— begin RECORDS FOR THIS TASK —
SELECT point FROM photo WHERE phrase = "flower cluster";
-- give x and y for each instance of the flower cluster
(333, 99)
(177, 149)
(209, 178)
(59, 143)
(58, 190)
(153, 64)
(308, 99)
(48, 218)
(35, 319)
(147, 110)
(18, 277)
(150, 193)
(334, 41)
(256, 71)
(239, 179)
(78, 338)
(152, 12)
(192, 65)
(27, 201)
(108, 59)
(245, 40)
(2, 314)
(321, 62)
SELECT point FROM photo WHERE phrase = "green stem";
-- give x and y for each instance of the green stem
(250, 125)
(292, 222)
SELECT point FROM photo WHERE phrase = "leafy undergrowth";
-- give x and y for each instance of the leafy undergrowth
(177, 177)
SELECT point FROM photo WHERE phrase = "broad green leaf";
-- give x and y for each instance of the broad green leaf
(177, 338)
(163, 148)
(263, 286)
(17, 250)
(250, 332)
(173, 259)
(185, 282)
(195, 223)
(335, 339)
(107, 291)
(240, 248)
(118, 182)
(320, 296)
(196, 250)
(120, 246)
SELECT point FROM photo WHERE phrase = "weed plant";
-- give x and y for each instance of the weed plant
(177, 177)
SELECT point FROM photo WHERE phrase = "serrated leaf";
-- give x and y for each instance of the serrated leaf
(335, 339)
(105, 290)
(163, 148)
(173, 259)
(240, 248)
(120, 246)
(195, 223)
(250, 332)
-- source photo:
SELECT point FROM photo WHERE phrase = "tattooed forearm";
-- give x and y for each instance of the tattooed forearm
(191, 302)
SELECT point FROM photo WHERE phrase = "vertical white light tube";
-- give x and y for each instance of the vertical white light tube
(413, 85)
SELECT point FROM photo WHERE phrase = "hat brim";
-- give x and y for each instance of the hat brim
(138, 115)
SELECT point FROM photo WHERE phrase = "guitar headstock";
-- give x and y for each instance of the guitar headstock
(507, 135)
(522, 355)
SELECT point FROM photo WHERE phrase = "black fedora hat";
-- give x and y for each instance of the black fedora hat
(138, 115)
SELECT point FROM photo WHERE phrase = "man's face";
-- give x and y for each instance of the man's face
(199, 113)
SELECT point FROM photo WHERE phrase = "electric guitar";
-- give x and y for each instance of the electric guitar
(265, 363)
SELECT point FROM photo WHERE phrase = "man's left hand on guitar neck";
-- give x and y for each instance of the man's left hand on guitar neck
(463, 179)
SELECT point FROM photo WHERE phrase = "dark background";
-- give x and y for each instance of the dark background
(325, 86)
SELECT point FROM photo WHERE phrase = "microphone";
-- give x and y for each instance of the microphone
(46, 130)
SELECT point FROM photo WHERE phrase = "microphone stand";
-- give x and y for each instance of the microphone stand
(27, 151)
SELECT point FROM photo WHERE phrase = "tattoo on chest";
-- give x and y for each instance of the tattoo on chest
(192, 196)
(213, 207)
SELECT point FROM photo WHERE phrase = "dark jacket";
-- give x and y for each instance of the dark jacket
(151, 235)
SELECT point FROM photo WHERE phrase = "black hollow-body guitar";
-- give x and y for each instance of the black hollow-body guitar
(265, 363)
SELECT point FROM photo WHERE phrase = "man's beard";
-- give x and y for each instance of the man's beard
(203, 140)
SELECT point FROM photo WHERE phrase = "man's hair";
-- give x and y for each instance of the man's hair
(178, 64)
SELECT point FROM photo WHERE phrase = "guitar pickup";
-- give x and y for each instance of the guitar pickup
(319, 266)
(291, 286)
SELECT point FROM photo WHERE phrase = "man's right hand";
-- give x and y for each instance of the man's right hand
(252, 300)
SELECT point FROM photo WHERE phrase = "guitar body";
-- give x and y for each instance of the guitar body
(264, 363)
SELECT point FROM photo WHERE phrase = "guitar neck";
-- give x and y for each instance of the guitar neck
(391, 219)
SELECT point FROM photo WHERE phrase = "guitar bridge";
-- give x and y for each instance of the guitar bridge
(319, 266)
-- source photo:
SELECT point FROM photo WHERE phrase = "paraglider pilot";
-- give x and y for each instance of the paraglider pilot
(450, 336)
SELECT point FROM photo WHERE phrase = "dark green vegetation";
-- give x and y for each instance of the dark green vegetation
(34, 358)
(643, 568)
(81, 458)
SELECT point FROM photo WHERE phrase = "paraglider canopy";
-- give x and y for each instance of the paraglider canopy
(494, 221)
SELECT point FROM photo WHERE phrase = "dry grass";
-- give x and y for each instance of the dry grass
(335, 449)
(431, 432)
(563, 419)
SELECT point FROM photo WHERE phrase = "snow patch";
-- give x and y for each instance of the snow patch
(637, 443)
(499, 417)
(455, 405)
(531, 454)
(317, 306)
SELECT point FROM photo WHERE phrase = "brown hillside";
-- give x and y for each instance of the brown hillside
— end RECORDS FOR THIS TASK —
Make a verbatim copy of every entry shown above.

SELECT point FROM photo WHERE phrase = "flower cluster";
-- give x and y for each instance of the flower cluster
(333, 99)
(177, 149)
(209, 178)
(59, 143)
(58, 190)
(153, 64)
(308, 99)
(48, 218)
(35, 319)
(147, 110)
(18, 277)
(150, 193)
(334, 41)
(256, 71)
(239, 179)
(78, 338)
(152, 12)
(192, 65)
(27, 201)
(108, 59)
(245, 40)
(2, 314)
(321, 62)
SELECT point FROM photo WHERE phrase = "green stem";
-- give x and y for each instance of the green stem
(250, 125)
(292, 222)
SELECT point FROM photo WHERE phrase = "leafy undergrowth";
-- give x and y for each instance of the leafy undergrowth
(177, 177)
SELECT point FROM photo WHERE phrase = "broad green leaf";
-- give x and y for each instance of the broad green leaf
(177, 338)
(163, 148)
(263, 286)
(17, 250)
(250, 332)
(173, 259)
(185, 282)
(195, 223)
(335, 339)
(107, 291)
(240, 248)
(118, 182)
(320, 296)
(196, 250)
(120, 246)
SELECT point FROM photo WHERE phrase = "weed plant";
-- give x and y for each instance of the weed plant
(177, 177)
SELECT point FROM photo WHERE phrase = "serrated leaf";
-- give x and y for each instance of the serrated leaf
(335, 339)
(105, 290)
(163, 148)
(173, 259)
(240, 248)
(120, 246)
(195, 223)
(250, 332)
-- source photo:
SELECT point FROM photo WHERE phrase = "tattooed forearm";
-- give x and y for each instance of the tattooed forearm
(191, 302)
SELECT point FROM photo WHERE phrase = "vertical white light tube";
-- give x and y for each instance of the vertical white light tube
(413, 85)
SELECT point FROM photo WHERE phrase = "hat brim";
-- give x and y for each instance of the hat brim
(138, 115)
SELECT point FROM photo WHERE phrase = "guitar headstock";
-- give x and y for each instance of the guitar headstock
(507, 135)
(522, 355)
SELECT point FROM photo WHERE phrase = "black fedora hat";
-- give x and y for each instance of the black fedora hat
(138, 115)
SELECT point FROM photo WHERE phrase = "man's face";
-- give x and y for each instance of the man's face
(199, 113)
SELECT point FROM photo WHERE phrase = "electric guitar";
-- give x and y for each instance of the electric guitar
(265, 363)
SELECT point FROM photo WHERE phrase = "man's left hand on guitar neck";
-- give x and y for each instance of the man's left hand on guitar neck
(463, 179)
SELECT point FROM photo WHERE phrase = "dark background";
-- give x and y for each instance of the dark background
(325, 86)
SELECT point FROM photo WHERE phrase = "microphone";
-- give x and y for each instance of the microphone
(46, 130)
SELECT point FROM photo WHERE phrase = "microphone stand";
-- give x and y for each instance of the microphone stand
(27, 151)
SELECT point FROM photo WHERE phrase = "tattoo on chest";
-- give x and y for each instance of the tattoo on chest
(192, 196)
(213, 207)
SELECT point FROM photo WHERE phrase = "dark jacket";
-- give x and y for each instance of the dark jacket
(151, 235)
SELECT point FROM photo WHERE phrase = "black hollow-body guitar";
-- give x and y for each instance of the black hollow-body guitar
(265, 363)
SELECT point FROM photo WHERE phrase = "man's beard";
-- give x and y for each instance of the man's beard
(203, 140)
SELECT point FROM photo WHERE phrase = "man's hair";
-- give x and y for each instance of the man's hair
(178, 64)
SELECT point FROM photo WHERE phrase = "guitar pickup";
-- give x and y for each instance of the guitar pickup
(319, 266)
(291, 286)
SELECT point FROM photo WHERE phrase = "man's right hand";
-- give x and y for each instance of the man's right hand
(252, 300)
SELECT point FROM photo WHERE phrase = "guitar body";
-- give x and y for each instance of the guitar body
(264, 363)
SELECT point FROM photo WHERE phrase = "guitar neck";
-- give x and y for each instance of the guitar neck
(391, 219)
SELECT point FROM photo WHERE phrase = "guitar bridge";
-- give x and y for each instance of the guitar bridge
(319, 266)
-- source photo:
SELECT point FROM photo WHERE phrase = "paraglider pilot";
-- give x and y for each instance of the paraglider pilot
(450, 336)
SELECT point FROM photo WHERE phrase = "dark green vegetation";
-- give x and y for each instance of the dark green vegetation
(34, 358)
(643, 568)
(81, 458)
SELECT point FROM photo WHERE phrase = "paraglider canopy";
-- give x and y for each instance of the paraglider canopy
(494, 221)
SELECT point FROM photo WHERE phrase = "dry grass";
-- give x and y for each instance of the dry grass
(335, 449)
(431, 432)
(563, 419)
SELECT point FROM photo WHERE phrase = "snow patch";
-- give x and y for each instance of the snow patch
(637, 443)
(499, 417)
(455, 405)
(531, 454)
(317, 306)
SELECT point FROM photo WHERE phrase = "brown hillside";
-- give x and y for each instance of the brown hillside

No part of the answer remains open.